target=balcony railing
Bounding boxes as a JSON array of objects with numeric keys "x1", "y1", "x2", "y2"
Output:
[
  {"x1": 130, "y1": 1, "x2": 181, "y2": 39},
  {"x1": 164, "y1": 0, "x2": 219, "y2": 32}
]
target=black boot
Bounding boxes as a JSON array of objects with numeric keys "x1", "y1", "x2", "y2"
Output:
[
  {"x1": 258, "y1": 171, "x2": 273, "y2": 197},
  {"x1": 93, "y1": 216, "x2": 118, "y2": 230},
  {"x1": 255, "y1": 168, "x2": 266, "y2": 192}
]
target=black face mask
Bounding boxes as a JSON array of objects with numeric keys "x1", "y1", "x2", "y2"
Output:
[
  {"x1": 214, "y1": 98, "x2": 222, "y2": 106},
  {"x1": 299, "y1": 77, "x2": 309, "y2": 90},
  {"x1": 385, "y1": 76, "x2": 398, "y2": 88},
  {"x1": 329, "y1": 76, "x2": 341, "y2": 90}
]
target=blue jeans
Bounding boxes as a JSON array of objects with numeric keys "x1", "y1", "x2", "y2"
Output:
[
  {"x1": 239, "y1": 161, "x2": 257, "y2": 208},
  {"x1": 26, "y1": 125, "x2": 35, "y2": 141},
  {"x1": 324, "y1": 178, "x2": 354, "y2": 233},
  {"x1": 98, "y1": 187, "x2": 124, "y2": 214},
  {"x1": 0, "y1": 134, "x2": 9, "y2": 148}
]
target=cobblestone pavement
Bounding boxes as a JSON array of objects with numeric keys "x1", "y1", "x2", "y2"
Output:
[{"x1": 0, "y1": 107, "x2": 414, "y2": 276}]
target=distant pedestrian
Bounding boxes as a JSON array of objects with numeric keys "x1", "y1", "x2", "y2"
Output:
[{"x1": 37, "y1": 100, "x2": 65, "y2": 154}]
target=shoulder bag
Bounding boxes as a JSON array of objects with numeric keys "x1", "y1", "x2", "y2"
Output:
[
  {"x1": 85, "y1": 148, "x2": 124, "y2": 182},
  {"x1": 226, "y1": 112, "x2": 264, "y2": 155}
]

= = = =

Identify every line of the records that contains the string "target", and copy each such line. Case counts.

• Result of the exercise
target=balcony railing
target=black boot
target=black face mask
target=blue jeans
target=cobblestone pavement
target=distant pedestrian
target=shoulder bag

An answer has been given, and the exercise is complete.